# Task objective
In the listing that follows, the lines starting at the one containing "Target: seated player" and ending at the one containing "Put a marker on every instance of the gray t-shirt, one" are to be returned exactly, both boundary lines included, and no others.
Start of Block
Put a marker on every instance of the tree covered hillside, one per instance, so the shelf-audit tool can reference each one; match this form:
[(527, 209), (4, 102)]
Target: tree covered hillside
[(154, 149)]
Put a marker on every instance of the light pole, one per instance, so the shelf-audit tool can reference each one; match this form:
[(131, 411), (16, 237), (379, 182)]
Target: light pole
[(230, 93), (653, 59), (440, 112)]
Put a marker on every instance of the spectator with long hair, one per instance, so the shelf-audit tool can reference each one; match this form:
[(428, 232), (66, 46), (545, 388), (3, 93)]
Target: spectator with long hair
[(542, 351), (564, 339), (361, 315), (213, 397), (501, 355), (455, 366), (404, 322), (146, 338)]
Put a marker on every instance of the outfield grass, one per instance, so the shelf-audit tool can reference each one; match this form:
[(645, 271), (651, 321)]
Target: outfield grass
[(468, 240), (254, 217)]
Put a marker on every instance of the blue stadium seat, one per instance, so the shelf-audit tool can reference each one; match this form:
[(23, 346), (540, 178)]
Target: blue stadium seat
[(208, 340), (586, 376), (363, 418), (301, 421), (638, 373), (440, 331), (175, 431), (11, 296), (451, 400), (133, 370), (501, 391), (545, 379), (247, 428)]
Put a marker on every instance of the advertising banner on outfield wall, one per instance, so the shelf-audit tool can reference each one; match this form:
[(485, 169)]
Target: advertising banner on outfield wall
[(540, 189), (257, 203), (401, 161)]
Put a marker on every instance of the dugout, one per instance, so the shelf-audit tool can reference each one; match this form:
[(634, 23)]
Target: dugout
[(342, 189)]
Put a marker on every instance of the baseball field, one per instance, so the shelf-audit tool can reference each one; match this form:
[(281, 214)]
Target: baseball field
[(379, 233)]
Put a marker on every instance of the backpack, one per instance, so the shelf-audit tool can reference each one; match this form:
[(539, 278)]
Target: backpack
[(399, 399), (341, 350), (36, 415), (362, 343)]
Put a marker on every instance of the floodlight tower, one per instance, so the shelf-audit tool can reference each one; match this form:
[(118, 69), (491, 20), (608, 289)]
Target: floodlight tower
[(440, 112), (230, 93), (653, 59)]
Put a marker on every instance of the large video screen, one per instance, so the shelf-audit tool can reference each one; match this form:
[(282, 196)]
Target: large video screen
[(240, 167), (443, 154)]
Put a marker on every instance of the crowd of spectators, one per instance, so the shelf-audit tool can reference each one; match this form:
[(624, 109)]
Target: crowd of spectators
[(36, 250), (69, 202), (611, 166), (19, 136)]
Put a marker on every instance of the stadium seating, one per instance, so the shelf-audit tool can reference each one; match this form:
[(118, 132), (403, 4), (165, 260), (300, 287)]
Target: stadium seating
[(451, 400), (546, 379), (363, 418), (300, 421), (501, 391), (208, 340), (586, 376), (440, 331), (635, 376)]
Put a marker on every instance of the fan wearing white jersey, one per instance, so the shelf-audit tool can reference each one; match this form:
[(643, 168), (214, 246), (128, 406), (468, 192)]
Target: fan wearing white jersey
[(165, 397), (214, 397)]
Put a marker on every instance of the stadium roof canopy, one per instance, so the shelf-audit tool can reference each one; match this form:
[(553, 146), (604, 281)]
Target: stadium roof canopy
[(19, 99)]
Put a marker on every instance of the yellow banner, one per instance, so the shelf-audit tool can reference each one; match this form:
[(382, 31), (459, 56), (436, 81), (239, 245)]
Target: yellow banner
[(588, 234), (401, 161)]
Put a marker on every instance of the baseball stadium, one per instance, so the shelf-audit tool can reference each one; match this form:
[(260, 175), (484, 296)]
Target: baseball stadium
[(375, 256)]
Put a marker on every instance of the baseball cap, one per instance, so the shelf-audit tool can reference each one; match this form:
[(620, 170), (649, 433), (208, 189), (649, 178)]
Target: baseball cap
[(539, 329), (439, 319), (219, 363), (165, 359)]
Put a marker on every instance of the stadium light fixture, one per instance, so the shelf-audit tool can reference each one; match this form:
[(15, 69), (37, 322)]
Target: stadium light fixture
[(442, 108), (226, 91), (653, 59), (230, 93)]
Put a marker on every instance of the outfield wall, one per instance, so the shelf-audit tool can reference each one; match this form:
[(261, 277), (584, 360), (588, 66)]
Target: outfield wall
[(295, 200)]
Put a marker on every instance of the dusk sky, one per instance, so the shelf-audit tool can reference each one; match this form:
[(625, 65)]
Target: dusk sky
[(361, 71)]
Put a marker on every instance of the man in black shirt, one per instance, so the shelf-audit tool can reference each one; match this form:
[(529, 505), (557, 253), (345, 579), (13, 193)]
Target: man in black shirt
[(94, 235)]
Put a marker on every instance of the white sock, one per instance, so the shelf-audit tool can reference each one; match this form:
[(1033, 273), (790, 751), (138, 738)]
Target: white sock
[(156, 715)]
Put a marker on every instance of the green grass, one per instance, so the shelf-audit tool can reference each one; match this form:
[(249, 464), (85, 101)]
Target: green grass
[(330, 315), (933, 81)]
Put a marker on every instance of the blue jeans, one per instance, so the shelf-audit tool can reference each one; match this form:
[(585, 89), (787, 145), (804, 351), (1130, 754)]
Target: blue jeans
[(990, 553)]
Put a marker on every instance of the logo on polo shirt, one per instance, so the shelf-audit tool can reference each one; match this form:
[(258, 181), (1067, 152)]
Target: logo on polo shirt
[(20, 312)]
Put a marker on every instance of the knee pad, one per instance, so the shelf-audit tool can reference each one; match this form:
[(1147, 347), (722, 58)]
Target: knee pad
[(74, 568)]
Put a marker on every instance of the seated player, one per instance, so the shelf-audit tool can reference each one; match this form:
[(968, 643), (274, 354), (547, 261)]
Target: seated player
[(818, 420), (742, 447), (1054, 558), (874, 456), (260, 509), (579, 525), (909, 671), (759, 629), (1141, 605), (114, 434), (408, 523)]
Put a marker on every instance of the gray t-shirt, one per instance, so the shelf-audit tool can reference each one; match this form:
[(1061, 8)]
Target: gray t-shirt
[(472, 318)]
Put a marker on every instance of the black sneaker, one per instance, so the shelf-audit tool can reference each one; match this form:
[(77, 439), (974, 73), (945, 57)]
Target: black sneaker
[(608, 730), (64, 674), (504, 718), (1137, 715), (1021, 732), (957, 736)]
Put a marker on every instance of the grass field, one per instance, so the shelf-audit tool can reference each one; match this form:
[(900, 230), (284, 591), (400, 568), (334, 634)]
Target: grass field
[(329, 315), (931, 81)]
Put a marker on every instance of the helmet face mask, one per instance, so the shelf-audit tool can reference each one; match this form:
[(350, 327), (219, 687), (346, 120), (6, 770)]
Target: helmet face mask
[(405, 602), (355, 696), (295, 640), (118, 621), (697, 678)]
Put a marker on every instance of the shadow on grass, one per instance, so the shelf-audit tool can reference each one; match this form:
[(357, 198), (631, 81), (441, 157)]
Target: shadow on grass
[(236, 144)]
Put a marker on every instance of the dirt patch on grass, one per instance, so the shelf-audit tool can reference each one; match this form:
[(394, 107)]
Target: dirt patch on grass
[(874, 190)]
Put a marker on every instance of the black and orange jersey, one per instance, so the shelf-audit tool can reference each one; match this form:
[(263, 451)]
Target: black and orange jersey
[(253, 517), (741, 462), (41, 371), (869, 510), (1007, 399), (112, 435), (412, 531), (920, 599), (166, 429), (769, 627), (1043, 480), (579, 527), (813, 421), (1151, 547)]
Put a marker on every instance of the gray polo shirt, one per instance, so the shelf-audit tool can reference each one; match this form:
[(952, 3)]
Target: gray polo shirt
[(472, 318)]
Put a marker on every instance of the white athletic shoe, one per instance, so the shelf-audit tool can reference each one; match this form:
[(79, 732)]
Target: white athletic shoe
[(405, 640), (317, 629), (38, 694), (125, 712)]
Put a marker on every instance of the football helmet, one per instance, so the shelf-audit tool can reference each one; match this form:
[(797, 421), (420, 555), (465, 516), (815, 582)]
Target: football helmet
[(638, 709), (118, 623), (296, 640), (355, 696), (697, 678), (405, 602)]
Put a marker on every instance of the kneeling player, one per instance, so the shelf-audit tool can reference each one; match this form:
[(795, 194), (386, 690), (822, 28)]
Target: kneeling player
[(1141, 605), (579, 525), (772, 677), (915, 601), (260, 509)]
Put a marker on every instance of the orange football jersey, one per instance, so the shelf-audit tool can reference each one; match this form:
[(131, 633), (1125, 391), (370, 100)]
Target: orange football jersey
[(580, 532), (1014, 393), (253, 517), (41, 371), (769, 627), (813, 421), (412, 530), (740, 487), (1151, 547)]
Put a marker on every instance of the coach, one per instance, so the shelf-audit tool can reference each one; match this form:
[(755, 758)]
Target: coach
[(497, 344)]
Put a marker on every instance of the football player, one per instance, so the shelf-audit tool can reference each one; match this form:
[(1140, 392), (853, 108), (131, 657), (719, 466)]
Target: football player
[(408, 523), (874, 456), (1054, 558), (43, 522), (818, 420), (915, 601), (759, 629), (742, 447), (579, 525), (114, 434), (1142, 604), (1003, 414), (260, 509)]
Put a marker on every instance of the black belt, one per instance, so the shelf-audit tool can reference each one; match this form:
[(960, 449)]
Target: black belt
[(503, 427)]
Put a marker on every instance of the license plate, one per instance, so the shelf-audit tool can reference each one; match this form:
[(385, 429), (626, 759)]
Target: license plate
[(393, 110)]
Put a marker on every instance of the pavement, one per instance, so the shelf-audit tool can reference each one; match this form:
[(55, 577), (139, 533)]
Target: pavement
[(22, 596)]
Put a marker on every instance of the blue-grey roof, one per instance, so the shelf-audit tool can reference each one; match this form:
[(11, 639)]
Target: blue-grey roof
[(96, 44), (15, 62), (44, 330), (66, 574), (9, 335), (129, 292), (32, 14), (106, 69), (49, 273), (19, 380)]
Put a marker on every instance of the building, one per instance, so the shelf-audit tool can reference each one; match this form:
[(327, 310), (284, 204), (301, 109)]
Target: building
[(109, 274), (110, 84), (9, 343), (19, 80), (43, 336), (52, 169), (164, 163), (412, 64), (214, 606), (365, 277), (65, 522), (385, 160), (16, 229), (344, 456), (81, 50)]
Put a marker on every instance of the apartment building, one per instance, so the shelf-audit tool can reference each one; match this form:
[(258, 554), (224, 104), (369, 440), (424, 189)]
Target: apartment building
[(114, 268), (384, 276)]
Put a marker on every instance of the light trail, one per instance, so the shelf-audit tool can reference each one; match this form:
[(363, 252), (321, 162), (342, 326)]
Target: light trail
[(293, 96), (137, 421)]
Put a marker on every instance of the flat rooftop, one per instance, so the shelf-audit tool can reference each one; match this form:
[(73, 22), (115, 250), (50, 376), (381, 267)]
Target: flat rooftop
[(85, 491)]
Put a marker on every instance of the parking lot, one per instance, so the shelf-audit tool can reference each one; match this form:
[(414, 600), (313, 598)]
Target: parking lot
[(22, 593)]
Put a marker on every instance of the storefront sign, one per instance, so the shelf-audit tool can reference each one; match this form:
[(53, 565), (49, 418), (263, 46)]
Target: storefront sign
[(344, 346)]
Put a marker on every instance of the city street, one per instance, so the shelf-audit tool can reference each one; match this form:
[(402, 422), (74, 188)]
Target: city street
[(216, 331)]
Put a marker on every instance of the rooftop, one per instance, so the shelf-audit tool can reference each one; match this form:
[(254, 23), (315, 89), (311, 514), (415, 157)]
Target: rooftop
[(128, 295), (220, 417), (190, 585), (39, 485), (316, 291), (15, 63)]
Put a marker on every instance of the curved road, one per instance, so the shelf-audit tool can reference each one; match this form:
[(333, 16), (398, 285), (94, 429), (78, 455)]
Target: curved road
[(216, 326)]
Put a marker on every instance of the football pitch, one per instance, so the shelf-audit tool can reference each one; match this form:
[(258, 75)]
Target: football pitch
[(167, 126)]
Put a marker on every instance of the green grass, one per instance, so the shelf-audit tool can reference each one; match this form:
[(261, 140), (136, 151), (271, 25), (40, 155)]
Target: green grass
End of Block
# Answer
Target: seated player
[(818, 420), (742, 447), (1054, 558), (874, 456), (260, 509), (579, 525), (909, 671), (759, 629), (1141, 605), (114, 434), (408, 523)]
Put a marker on every instance of the gray t-shirt, one per instance, so the shelf-audit tool can reference each one; match this form:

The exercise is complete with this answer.